_Aim of the exercise_
Format the records from the line with "the ocean horizon" up to and including the line with "x=535 y=332" as a JSON list of strings, one string per line, with blank lines dropped. Leave the pictures out.
━━━ Items ━━━
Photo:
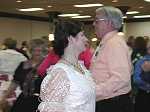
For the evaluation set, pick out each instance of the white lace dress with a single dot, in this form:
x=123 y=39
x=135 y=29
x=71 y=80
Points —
x=72 y=92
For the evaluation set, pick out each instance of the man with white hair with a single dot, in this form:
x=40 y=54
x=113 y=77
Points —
x=111 y=64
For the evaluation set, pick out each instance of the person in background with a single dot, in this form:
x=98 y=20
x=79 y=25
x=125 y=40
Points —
x=68 y=85
x=86 y=55
x=24 y=78
x=52 y=58
x=24 y=49
x=9 y=61
x=130 y=43
x=111 y=64
x=141 y=80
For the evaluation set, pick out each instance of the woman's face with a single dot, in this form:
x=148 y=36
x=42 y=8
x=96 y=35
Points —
x=37 y=51
x=80 y=41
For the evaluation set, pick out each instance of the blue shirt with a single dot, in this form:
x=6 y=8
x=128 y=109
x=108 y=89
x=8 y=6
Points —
x=137 y=74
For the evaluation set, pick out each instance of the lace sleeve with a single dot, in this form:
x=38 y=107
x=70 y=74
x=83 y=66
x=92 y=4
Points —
x=56 y=87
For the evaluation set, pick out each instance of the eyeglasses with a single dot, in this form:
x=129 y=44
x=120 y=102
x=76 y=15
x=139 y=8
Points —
x=99 y=19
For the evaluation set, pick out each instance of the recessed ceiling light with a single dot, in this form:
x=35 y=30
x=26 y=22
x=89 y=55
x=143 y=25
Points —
x=49 y=6
x=141 y=7
x=114 y=1
x=76 y=17
x=68 y=15
x=31 y=9
x=147 y=0
x=94 y=39
x=142 y=16
x=18 y=1
x=124 y=17
x=88 y=5
x=51 y=37
x=132 y=12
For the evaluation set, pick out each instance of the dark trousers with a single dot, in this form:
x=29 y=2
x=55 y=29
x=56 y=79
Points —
x=122 y=103
x=142 y=101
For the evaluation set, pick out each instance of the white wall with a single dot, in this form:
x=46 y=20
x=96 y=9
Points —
x=22 y=29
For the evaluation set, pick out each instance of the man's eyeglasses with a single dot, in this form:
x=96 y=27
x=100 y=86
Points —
x=99 y=19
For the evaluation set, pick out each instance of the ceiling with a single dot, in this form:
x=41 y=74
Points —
x=66 y=6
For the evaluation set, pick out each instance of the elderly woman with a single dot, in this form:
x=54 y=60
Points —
x=24 y=76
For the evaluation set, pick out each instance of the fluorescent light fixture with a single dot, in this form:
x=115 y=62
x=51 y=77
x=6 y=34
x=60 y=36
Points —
x=142 y=16
x=68 y=15
x=88 y=5
x=51 y=37
x=76 y=17
x=147 y=0
x=124 y=17
x=114 y=1
x=49 y=6
x=31 y=9
x=121 y=33
x=94 y=39
x=18 y=1
x=132 y=12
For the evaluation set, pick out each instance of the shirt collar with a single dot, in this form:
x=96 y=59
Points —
x=108 y=36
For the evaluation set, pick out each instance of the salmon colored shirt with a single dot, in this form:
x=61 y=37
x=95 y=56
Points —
x=111 y=68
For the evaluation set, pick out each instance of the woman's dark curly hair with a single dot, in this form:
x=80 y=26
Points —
x=62 y=31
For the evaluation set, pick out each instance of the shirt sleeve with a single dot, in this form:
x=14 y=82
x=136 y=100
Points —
x=119 y=69
x=137 y=72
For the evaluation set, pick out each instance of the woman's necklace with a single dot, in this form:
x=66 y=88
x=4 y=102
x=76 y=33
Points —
x=76 y=66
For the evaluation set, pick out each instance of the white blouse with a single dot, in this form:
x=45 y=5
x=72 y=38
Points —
x=70 y=91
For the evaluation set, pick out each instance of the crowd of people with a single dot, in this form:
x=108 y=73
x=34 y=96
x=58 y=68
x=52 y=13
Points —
x=71 y=76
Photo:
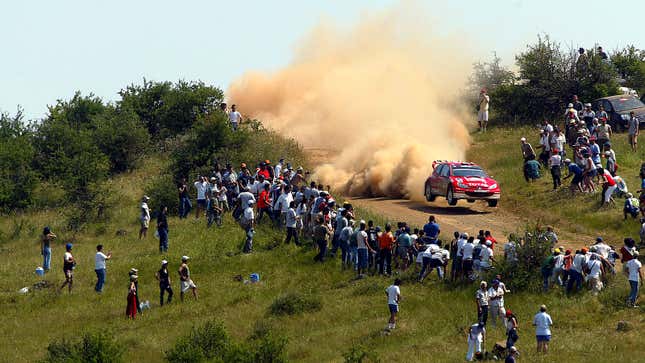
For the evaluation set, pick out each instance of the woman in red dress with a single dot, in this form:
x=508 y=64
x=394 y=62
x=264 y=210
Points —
x=131 y=309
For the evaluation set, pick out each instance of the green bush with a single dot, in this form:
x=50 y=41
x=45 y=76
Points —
x=162 y=190
x=295 y=303
x=360 y=354
x=92 y=348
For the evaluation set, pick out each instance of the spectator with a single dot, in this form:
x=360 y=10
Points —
x=100 y=268
x=634 y=270
x=393 y=293
x=542 y=322
x=184 y=200
x=482 y=115
x=476 y=336
x=162 y=229
x=145 y=217
x=69 y=263
x=164 y=282
x=45 y=247
x=633 y=126
x=185 y=282
x=482 y=299
x=234 y=117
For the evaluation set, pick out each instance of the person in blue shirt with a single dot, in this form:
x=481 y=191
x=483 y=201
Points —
x=431 y=229
x=576 y=172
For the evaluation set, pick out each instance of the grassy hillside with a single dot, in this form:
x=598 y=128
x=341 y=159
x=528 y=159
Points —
x=432 y=322
x=498 y=151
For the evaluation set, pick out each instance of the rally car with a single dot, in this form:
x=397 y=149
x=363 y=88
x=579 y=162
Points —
x=456 y=180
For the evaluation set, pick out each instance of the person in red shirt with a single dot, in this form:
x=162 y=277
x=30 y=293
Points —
x=385 y=244
x=264 y=202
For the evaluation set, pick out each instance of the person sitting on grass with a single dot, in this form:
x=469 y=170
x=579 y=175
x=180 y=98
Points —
x=393 y=293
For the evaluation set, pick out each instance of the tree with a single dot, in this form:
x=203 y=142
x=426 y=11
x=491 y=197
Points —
x=168 y=109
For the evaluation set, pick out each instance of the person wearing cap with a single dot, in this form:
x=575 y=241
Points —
x=482 y=299
x=162 y=229
x=185 y=282
x=100 y=267
x=511 y=328
x=633 y=126
x=482 y=114
x=634 y=271
x=588 y=115
x=132 y=306
x=512 y=354
x=234 y=117
x=45 y=247
x=165 y=285
x=145 y=217
x=69 y=263
x=631 y=206
x=476 y=337
x=542 y=323
x=527 y=150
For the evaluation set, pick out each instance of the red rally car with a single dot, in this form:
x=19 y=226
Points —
x=461 y=180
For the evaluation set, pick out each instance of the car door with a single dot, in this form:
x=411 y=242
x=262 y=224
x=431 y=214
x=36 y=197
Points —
x=435 y=180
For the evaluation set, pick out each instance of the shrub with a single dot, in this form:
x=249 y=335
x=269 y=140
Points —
x=294 y=303
x=162 y=190
x=360 y=354
x=209 y=342
x=92 y=348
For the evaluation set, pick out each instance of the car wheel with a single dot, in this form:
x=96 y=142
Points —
x=429 y=196
x=450 y=197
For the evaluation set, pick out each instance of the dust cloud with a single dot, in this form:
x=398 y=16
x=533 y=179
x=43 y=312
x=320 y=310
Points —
x=383 y=96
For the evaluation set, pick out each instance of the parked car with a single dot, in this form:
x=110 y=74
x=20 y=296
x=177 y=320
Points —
x=618 y=109
x=456 y=180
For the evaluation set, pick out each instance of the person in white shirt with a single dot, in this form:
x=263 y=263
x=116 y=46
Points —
x=542 y=323
x=476 y=336
x=393 y=293
x=634 y=270
x=145 y=217
x=596 y=271
x=496 y=297
x=234 y=117
x=482 y=299
x=99 y=267
x=482 y=115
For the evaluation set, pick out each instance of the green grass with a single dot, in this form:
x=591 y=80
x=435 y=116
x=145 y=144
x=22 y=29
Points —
x=498 y=151
x=432 y=323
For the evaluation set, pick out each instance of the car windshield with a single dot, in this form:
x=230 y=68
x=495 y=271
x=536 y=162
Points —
x=465 y=171
x=626 y=103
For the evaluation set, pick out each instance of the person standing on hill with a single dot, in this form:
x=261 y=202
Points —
x=145 y=217
x=634 y=270
x=482 y=115
x=69 y=263
x=164 y=282
x=162 y=229
x=186 y=283
x=100 y=268
x=431 y=229
x=393 y=293
x=132 y=304
x=184 y=199
x=45 y=247
x=542 y=322
x=633 y=126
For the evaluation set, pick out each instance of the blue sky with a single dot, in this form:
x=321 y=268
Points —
x=52 y=48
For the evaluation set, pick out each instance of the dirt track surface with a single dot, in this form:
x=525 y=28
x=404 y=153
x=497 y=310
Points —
x=465 y=217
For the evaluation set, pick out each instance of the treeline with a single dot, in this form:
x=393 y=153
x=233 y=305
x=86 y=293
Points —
x=548 y=76
x=66 y=158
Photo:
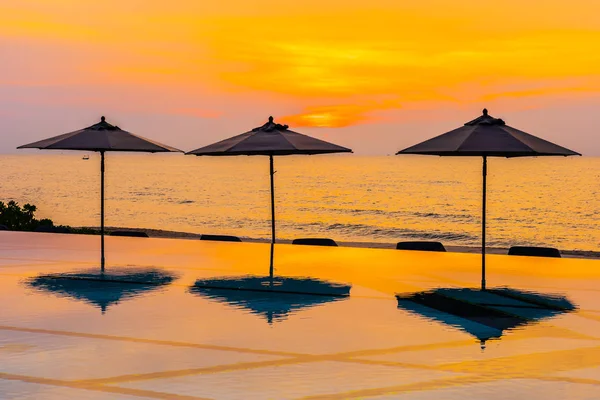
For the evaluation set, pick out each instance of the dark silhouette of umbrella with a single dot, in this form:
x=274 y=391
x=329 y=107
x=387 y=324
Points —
x=103 y=289
x=484 y=314
x=100 y=137
x=271 y=298
x=271 y=139
x=485 y=137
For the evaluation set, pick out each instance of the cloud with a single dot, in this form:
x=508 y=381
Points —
x=338 y=116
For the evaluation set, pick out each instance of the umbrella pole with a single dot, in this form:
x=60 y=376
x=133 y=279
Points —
x=102 y=211
x=483 y=223
x=272 y=213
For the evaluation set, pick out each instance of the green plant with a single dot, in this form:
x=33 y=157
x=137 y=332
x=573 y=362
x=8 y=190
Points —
x=18 y=218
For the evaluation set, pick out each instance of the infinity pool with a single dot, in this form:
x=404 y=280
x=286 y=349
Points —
x=178 y=319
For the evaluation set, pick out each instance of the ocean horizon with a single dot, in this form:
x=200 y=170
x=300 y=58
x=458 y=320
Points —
x=547 y=201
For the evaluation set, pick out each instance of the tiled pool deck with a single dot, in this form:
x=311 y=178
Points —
x=175 y=339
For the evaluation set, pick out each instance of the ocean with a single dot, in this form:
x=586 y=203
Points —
x=531 y=201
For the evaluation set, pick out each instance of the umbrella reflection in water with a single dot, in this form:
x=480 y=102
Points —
x=484 y=314
x=273 y=298
x=103 y=289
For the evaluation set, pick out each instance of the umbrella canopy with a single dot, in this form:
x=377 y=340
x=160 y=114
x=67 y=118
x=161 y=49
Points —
x=484 y=315
x=103 y=289
x=271 y=139
x=100 y=137
x=485 y=137
x=273 y=299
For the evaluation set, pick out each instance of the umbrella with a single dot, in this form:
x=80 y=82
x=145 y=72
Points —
x=484 y=314
x=102 y=289
x=485 y=137
x=100 y=137
x=271 y=139
x=273 y=299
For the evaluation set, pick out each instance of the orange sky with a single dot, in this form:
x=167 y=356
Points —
x=376 y=76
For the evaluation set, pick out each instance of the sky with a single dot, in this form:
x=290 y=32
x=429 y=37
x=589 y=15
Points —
x=376 y=76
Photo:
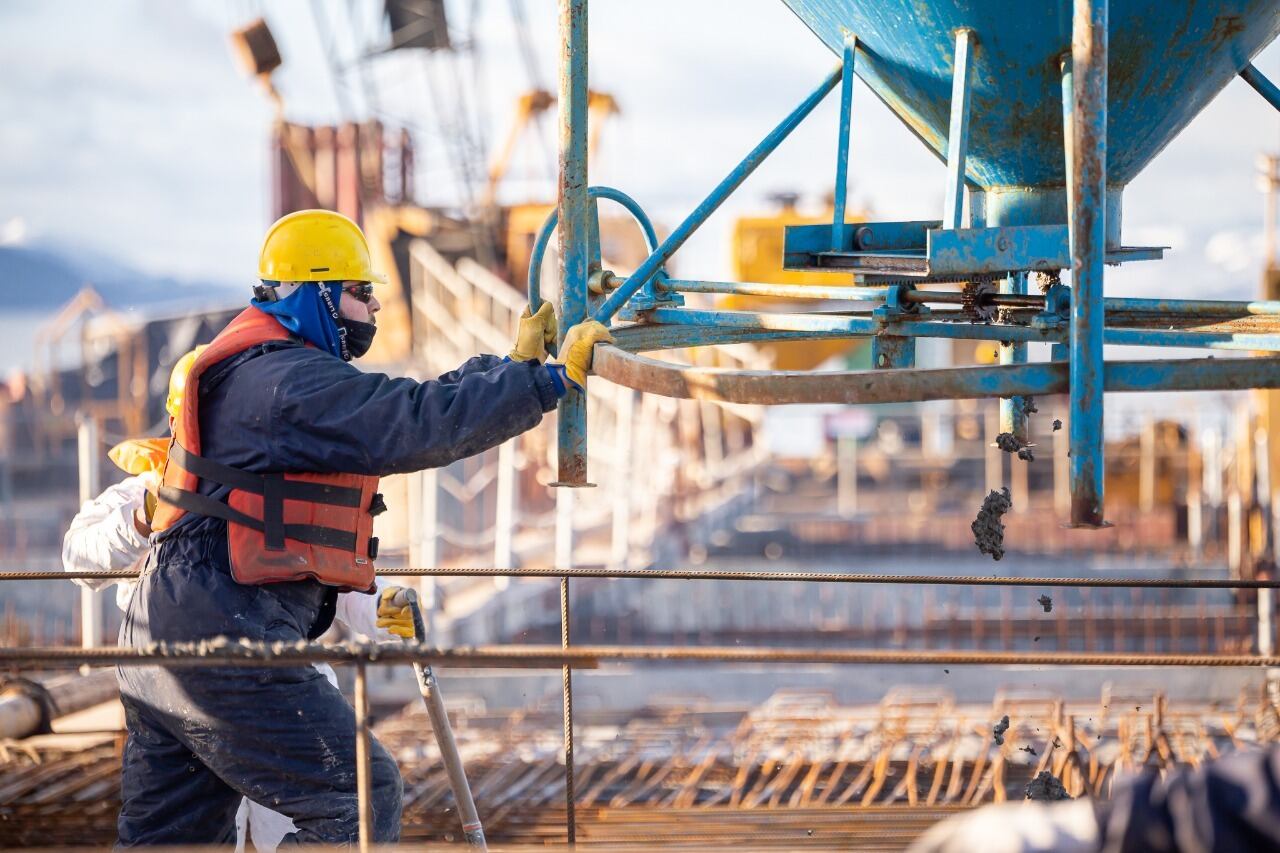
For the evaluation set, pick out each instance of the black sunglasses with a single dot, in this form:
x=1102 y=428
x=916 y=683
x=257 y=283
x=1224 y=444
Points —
x=362 y=291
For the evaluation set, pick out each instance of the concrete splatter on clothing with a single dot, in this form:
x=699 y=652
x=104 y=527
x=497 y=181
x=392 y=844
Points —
x=1046 y=785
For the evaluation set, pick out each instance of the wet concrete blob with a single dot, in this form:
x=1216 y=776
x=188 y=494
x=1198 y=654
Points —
x=1009 y=443
x=988 y=530
x=1046 y=787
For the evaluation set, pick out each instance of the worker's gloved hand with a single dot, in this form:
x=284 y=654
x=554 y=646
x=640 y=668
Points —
x=575 y=354
x=392 y=617
x=535 y=332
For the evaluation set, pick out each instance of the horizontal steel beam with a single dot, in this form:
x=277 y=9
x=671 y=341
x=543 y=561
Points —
x=781 y=387
x=583 y=656
x=781 y=291
x=749 y=575
x=842 y=325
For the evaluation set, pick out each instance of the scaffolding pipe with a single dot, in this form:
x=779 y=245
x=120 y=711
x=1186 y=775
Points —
x=1088 y=155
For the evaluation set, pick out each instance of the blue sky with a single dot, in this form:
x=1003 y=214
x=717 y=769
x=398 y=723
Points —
x=129 y=132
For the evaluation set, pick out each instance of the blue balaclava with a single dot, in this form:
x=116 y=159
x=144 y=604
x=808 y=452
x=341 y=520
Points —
x=311 y=313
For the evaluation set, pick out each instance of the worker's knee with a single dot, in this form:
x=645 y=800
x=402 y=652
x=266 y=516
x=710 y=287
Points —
x=387 y=796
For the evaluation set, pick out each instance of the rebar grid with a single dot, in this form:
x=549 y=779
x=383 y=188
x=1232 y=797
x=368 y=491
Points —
x=539 y=656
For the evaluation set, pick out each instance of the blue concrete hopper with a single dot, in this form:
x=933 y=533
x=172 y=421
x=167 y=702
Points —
x=1168 y=60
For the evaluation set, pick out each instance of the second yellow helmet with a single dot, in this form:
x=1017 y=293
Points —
x=315 y=246
x=178 y=381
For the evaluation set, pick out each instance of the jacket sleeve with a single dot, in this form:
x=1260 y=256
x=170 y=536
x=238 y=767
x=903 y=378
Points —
x=103 y=537
x=475 y=364
x=329 y=416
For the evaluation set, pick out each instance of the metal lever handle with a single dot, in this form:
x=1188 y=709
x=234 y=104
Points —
x=408 y=597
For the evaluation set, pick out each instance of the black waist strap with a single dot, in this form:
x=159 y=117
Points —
x=263 y=484
x=306 y=533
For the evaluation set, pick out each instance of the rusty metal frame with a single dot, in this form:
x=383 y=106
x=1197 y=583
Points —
x=775 y=387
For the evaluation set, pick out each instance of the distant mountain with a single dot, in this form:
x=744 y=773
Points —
x=35 y=279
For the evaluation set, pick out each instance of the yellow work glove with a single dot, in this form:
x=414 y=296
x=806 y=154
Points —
x=534 y=333
x=396 y=619
x=576 y=351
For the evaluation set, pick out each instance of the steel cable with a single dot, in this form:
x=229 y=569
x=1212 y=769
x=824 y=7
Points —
x=741 y=574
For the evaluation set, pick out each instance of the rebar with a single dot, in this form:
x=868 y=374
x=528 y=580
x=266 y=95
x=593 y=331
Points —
x=536 y=656
x=741 y=574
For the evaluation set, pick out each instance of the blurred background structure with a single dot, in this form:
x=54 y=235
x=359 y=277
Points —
x=136 y=195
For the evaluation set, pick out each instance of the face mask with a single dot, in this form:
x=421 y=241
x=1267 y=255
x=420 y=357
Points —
x=359 y=336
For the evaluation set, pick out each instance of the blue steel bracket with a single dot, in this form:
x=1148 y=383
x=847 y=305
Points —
x=1057 y=309
x=666 y=296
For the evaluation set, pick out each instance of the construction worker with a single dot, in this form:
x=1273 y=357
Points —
x=110 y=533
x=266 y=507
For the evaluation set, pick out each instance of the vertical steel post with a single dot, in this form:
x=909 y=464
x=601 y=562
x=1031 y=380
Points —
x=1088 y=243
x=429 y=537
x=1147 y=466
x=846 y=103
x=1013 y=414
x=565 y=500
x=622 y=487
x=1266 y=597
x=572 y=209
x=504 y=516
x=364 y=776
x=958 y=137
x=846 y=477
x=90 y=486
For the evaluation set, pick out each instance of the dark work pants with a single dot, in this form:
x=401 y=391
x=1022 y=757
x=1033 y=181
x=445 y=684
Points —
x=202 y=738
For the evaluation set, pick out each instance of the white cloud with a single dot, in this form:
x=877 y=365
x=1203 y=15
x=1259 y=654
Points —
x=1235 y=251
x=13 y=232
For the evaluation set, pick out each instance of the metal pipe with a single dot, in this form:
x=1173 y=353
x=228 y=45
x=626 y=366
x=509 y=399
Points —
x=784 y=291
x=716 y=199
x=1192 y=308
x=789 y=576
x=1088 y=247
x=777 y=387
x=565 y=562
x=88 y=446
x=567 y=697
x=958 y=136
x=1013 y=415
x=534 y=277
x=590 y=656
x=717 y=322
x=840 y=196
x=364 y=770
x=1261 y=85
x=574 y=210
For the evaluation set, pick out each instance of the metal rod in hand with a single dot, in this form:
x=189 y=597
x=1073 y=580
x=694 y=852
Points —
x=430 y=689
x=364 y=778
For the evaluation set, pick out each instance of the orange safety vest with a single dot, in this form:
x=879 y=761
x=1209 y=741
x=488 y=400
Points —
x=279 y=527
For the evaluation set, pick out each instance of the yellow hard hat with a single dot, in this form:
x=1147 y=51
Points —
x=178 y=381
x=315 y=246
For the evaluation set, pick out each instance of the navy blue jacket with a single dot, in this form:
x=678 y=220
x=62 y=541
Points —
x=284 y=407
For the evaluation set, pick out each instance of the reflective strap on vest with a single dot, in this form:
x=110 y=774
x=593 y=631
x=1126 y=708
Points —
x=257 y=483
x=305 y=533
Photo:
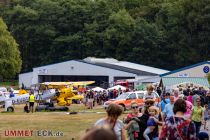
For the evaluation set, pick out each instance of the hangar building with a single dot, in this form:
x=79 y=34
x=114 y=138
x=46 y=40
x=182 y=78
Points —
x=103 y=71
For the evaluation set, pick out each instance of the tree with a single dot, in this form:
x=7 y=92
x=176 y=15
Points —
x=10 y=61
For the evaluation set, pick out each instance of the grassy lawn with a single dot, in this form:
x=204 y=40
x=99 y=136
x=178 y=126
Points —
x=72 y=126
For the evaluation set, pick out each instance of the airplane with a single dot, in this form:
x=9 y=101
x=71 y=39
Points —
x=23 y=98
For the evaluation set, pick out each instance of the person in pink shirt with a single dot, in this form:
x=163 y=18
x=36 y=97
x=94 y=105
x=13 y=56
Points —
x=189 y=108
x=176 y=94
x=189 y=98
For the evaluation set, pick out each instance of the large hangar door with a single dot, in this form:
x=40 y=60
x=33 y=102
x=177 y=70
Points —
x=102 y=81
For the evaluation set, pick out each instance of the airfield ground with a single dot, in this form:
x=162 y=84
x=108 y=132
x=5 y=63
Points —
x=72 y=126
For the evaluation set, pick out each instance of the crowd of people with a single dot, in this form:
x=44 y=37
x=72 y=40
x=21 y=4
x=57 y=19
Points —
x=178 y=116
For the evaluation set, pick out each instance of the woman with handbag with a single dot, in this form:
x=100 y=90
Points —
x=177 y=127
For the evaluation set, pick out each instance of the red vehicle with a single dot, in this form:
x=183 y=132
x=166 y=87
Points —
x=125 y=83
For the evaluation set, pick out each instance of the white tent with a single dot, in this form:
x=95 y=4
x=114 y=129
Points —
x=117 y=87
x=98 y=89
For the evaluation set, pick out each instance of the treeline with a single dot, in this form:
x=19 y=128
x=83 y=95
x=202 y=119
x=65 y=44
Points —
x=167 y=34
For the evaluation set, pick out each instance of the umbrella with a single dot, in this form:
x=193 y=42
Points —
x=117 y=87
x=98 y=89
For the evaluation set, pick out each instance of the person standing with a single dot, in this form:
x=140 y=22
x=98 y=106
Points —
x=177 y=127
x=132 y=125
x=206 y=116
x=150 y=94
x=198 y=115
x=168 y=110
x=164 y=102
x=31 y=101
x=113 y=112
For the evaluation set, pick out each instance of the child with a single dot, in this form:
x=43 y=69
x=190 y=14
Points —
x=206 y=116
x=26 y=108
x=151 y=122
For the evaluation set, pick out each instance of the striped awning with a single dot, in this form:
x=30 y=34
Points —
x=170 y=81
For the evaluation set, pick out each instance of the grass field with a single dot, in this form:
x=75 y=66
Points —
x=72 y=126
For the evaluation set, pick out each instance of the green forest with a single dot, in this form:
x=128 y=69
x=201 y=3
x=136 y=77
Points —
x=166 y=34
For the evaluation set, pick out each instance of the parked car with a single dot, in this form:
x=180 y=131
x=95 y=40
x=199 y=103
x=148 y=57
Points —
x=125 y=99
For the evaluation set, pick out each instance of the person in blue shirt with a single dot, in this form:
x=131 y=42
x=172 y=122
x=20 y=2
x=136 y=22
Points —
x=168 y=110
x=164 y=101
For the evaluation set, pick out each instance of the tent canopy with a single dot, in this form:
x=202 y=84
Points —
x=171 y=81
x=98 y=89
x=117 y=87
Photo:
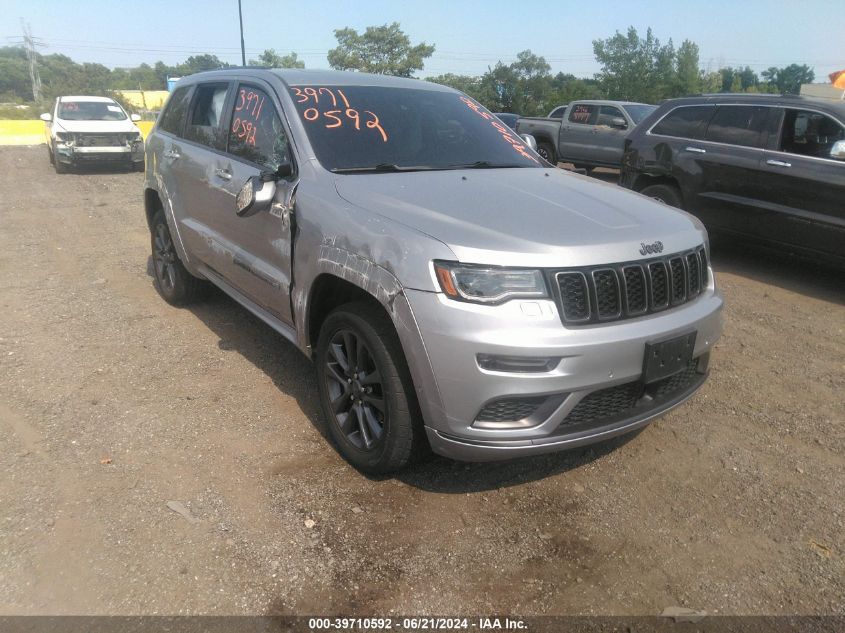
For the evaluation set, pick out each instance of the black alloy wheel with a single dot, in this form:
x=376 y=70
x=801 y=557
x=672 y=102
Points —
x=356 y=391
x=366 y=393
x=173 y=281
━━━
_Output for this task_
[
  "For the evaluation set, pick out each instance of the ocean horizon with a single dot, in this form:",
  "x=200 y=170",
  "x=300 y=58",
  "x=458 y=320",
  "Points —",
  "x=547 y=201",
  "For the evaluation set, pick out each instance of the tiled pool deck with a single dot, in this form:",
  "x=311 y=178",
  "Points —",
  "x=175 y=339",
  "For the evaluation set, pick out each instance of the ocean with a single dot, in this form:",
  "x=586 y=203",
  "Points —",
  "x=531 y=201",
  "For the evaluation set, pick out each instance of the umbrella reflection in water with a single dot, in this form:",
  "x=480 y=102",
  "Points —",
  "x=484 y=314",
  "x=273 y=298",
  "x=103 y=289",
  "For the evaluation set, pick out each instance of the umbrella canopy with a single dot, in this form:",
  "x=377 y=340",
  "x=160 y=114",
  "x=67 y=118",
  "x=161 y=49",
  "Points —",
  "x=484 y=315",
  "x=103 y=289",
  "x=271 y=139",
  "x=100 y=137",
  "x=485 y=137",
  "x=273 y=299",
  "For the evaluation set, pick out each instance of the umbrella with a single dot, in this form:",
  "x=80 y=82",
  "x=145 y=72",
  "Points —",
  "x=484 y=314",
  "x=102 y=289",
  "x=485 y=137",
  "x=100 y=137",
  "x=271 y=139",
  "x=273 y=299",
  "For the evaluation set, pick out each instance of the orange sky with a single dot, in this form:",
  "x=167 y=356",
  "Points —",
  "x=376 y=76",
  "For the evaluation set, pick out each instance of the sky with a single dot, in this form:",
  "x=290 y=32",
  "x=429 y=37",
  "x=589 y=15",
  "Points —",
  "x=376 y=76",
  "Photo:",
  "For the evaluation set, pick out each instance of the black sunglasses with a single dot, in this form:",
  "x=1102 y=428",
  "x=916 y=683",
  "x=257 y=283",
  "x=1224 y=444",
  "Points —",
  "x=362 y=291",
  "For the evaluation set, pick out each instance of the concrete splatter on clothing with a single dot, in this form:",
  "x=699 y=652",
  "x=104 y=527",
  "x=497 y=181",
  "x=392 y=844",
  "Points —",
  "x=1046 y=785",
  "For the evaluation set, pick out each instance of the wet concrete blob with a single dot, in this form:",
  "x=1216 y=776",
  "x=188 y=494",
  "x=1198 y=654",
  "Points —",
  "x=1009 y=443",
  "x=988 y=530",
  "x=1046 y=787",
  "For the evaluation set, pick out each instance of the worker's gloved hand with a single dot, in this form:",
  "x=284 y=654",
  "x=554 y=646",
  "x=640 y=668",
  "Points —",
  "x=575 y=354",
  "x=392 y=617",
  "x=535 y=332"
]